> _演習課題_:
[a] 引用文を読み、次の問いに答えなさい。
(i) 1年以上の予定で日本を離れる場合、いつから日本の非居住者となるか。
(ii) 海外赴任前の給与・賞与について、出国日までに日本で何を済ませておくとされているか。
(iii) 赴任後2回目以降の給与・賞与のうち、日本の国内源泉所得に該当する部分には何%の源泉徴収を行うか。
[b] 引用文のうち、「1年以上の予定で日本を離れる場合、出国日の翌日から日本の非居住者となる」から「は日本の所得税の課税対象外)」までの部分を一字も変えずに出力しなさい。

> _引用文_:
· · · · · · ·

1. HOME
  2. 移転価格お役立ち情報
  3. 国際税務
  4. 海外赴任開始年は出国前に年末調整を行う | 押方移転価格会計事務所

押方移転価格会計事務所の移転価格お役立ち情報

海外赴任開始年は出国前に年末調整を行う | 押方移転価格会計事務所

海外赴任 年末調整

1年以上の予定で日本を離れる場合、出国日の翌日から日本の非居住者となる

海外子会社への出向など海外勤務が決まった場合、赴任前と赴任後の給与と賞与について、正しい手続きでそれぞれの国に納税しなければなりません。

日本で年末調整をしている人(=確定申告をしていない人)の場合は、

①海外赴任前の給与・賞与→出国日までに日本で年末調整を済ませておく

②海外赴任後、最初にもらう給与・賞与→非居住者となった後に支給される給与と賞与から源泉徴収は必要か?参照

③それ以降にもらう給与・賞与→日本の国内源泉所得に該当する部分があれば、20.42%の源泉徴収を行う。(国外源泉所得は日本の所得税の課税対象外)

· · · · · · ·

> _提供された記録_:
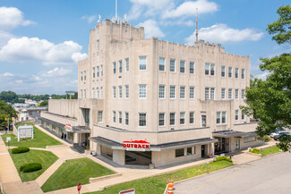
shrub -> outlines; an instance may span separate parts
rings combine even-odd
[[[20,167],[20,172],[30,173],[35,171],[39,171],[42,169],[40,163],[29,163]]]
[[[222,161],[222,160],[228,161],[228,162],[231,162],[231,163],[233,162],[230,157],[227,157],[227,156],[216,157],[216,161]]]
[[[27,147],[18,147],[15,148],[13,148],[12,152],[13,154],[21,154],[30,151],[30,148]]]
[[[260,154],[260,149],[258,149],[258,148],[250,149],[250,152],[254,153],[254,154]]]

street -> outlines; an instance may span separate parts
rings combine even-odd
[[[175,184],[175,194],[291,192],[291,154],[287,152]]]

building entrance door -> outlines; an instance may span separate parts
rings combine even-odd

· · · · · · ·

> _演習の解答_:
[a]
(i) 出国日の翌日から
(ii) 年末調整
(iii) 20.42%

[b]
1年以上の予定で日本を離れる場合、出国日の翌日から日本の非居住者となる

海外子会社への出向など海外勤務が決まった場合、赴任前と赴任後の給与と賞与について、正しい手続きでそれぞれの国に納税しなければなりません。

日本で年末調整をしている人(=確定申告をしていない人)の場合は、

①海外赴任前の給与・賞与→出国日までに日本で年末調整を済ませておく

②海外赴任後、最初にもらう給与・賞与→非居住者となった後に支給される給与と賞与から源泉徴収は必要か?参照

③それ以降にもらう給与・賞与→日本の国内源泉所得に該当する部分があれば、20.42%の源泉徴収を行う。(国外源泉所得は日本の所得税の課税対象外)